**TEXT EXCERPT:**
_ _ _ _ _

In a wrongful levy action, Plaintiffs have the initial burden of proving title to the levied property. 26 U.S.C. § 7426 ; Flores v. United States, 551 F.2d at 1175 (9th Cir. 1977) ; 911 Management, LLC v. United States , 657 F.Supp.2d at 1191 ; Tri-State Equipment v. United States , 79 A.F.T.R.2d 97-2502, *9 (E.D.Cal.1997). Once plaintiffs meet this initial burden, the United States must show that there is a nexus between the taxpayer and the property by a preponderance of the evidence. Id. The United States may satisfy this burden by showing that a third party trust or entity is the alter ego or nominee of a taxpayer who is indebted to the United States for past taxes and penalties. Id ; Flores v. United States , 551 F.2d at 1174-1176 n. 8 ; Arth v. United States , 735 F.2d at 1193. Plaintiffs bears the ultimate burden of proving that the property does not belong to the taxpayer. Id ; Flores v. United States , 551 F.2d at 1175 ; Arth v. United States , 735 F.2d at 1193. Plaintiffs must establish in the end, that no reasonable juror could conclude that the money in the accounts levied upon belonged to the taxpayer. 911 Management, LLC v. United States , 657 F.Supp.2d at 1193 ; see also Flores v. United States , 551 F.2d at 1175 (9th Cir. 1977).

a. Nominee Analysis

"A nominee is one who holds bare legal title to property for the benefit of another." Fourth Inv. LP , 720 F.3d at 1066 (quoting Scoville v. United States , 250 F.3d 1198, 1202 (8th Cir.2001) ). In Fourth Inv. LP , the Ninth Circuit provides the following six-factor test for district courts to consider when applying California nominee law:

(1) whether inadequate or no consideration was paid by the nominees;

(2) whether the properties were placed in the nominees' names in anticipation of a lawsuit or other liability while the transferor remains in control of the property;

(3) whether there is a close relationship between the nominees and the transferor;

(4) failure to record the conveyances;

(5) whether the transferor retained possession; and

(6) whether the transferor continues to enjoy the benefits of the transferred property.

See Fourth Inv. LP , 720 F.3d at 1070 (holding that the "district court properly evaluated the Appellants' nominee status in light of the six-factor test set forth in Spotts and other federal cases").

Because no one factor is dispositive, courts are to weigh all of the factors to determine the ultimate issue of "whether the taxpayer exercised active or substantial control over the property." Fourth Inv. LP , 720 F.3d at 1070 (citations omitted). Each factor is analyzed below.

_ _ _ _ _

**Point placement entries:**
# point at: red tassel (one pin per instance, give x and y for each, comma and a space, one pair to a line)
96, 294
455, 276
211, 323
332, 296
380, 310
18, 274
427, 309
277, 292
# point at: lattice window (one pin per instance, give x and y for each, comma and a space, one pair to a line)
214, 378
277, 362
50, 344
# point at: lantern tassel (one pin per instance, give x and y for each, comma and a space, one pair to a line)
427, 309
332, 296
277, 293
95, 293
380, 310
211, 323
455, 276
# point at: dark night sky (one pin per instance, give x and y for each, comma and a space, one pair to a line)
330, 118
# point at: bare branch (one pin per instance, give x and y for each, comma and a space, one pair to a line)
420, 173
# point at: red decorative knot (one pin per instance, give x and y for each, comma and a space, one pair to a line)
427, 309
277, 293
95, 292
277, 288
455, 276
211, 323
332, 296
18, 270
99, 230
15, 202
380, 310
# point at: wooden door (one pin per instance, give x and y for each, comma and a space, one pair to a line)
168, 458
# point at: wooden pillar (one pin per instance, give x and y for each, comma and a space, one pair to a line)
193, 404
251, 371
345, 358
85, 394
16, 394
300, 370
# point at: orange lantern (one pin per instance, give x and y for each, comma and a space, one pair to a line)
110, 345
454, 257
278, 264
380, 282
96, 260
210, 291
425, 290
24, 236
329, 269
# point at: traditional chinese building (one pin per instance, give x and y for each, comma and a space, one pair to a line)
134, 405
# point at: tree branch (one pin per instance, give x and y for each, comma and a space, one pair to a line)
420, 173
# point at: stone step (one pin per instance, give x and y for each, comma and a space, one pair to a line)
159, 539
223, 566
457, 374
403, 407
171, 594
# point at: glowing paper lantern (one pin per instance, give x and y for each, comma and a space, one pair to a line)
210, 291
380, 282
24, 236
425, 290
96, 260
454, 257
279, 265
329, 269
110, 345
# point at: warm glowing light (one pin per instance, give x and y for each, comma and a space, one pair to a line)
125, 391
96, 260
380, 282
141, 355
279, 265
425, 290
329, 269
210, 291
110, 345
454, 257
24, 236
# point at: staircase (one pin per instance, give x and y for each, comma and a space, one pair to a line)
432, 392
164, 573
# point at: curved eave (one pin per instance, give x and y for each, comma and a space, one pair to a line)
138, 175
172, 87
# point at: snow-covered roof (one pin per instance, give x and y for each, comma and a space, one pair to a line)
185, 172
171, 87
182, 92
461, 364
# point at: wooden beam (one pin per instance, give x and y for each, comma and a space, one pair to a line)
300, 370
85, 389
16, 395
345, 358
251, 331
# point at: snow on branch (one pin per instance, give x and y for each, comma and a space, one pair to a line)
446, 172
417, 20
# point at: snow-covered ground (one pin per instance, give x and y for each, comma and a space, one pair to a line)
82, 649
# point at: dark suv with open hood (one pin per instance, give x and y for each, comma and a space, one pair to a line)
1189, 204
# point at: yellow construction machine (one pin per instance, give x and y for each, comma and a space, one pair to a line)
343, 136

_ _ _ _ _

**THE TASKS:**
1. Filter the entries down to every line that contains the string "dark", matching case exactly.
2. Write the next part of the passage on wrongful levy actions and nominee analysis, beginning after its final sentence.
The legal text and the entries have nothing to do with each other.

**TASK-BY-TASK RESULTS:**
1.
# point at: dark night sky (one pin per instance, give x and y for each, comma and a space, one pair to a line)
# point at: dark suv with open hood (one pin per instance, give x and y for each, comma and a space, one pair to a line)

2.
i. Whether inadequate or no consideration was paid by the nominees

The facts of this case show numerous transfers of property, almost always for no consideration, to the same few individuals. The most notable of these transfers stem from Courtesy. Although it is unclear who initially formed Courtesy, Quezada took over shortly after Courtesy's formation and Byrne continued to remain in control. Despite Quezada's title as sole shareholder and owner of record, the Court already found that Byrne was Courtesy's de facto owner. See supra III.b.

The Court acknowledges that there are certain transfers where there are simply not enough facts to determine whether or not consideration was paid, but these transfers are at best exceptions to the norm. And because when it appears that property transfers are part of a larger scheme to evade liability, the fact that one or more transfers were made for consideration holds little weight as it relates to ownership interest. Fourth Inv. LP , 720 F.3d at 1070-71.

In 2008, two important transfers occurred with Courtesy. First, Quezada transferred Courtesy's stock to Galvez. Second, Quezada took Courtesy's most profitable location in Gardena, CA, and operated it as TSC Solutions until 2010, when it became 24 Hour Staffing. There was no consideration made for any of these three transfers. Yet the customers Quezada acquired from Curtesy accounted for approximately $20,000,000.00 in gross annual revenue.

Also in 2008, Uribe began working at Courtesy's Rancho Cucomonga, CA office. But in 2011 she left Courtesy and formed Ultimate Personnel and Prompt. When she left, Uribe took Courtesy's profitable customers with her and did so for no consideration.

Previously, in 2002, Byrne traveled to Texas, set up TSC Solutions, and then transferred the Texas Corporation to Quezada for no consideration. Subsequently, in 2016, TSC Solutions transferred its customers to TSC Staffing for no consideration. Within each of the Plaintiff corporations, there are transfers of property and assets for no consideration.

ii. Properties placed in nominees' names in anticipation of litigation or other liability

When Byrne and Plaintiffs learned about the possibility of a judgment in favor of AIG for its levy on Courtesy, they transferred Courtesy's customers to Uribe's recently formed Prompt and Ultimate Personnel. Prompt and Ultimate Personnel took Courtesy's customers and revenue stream, and left AIG to collect against Courtesy. But Courtesy was without customers or revenue, it had stopped doing business, and ultimately fried for bankruptcy in 2014.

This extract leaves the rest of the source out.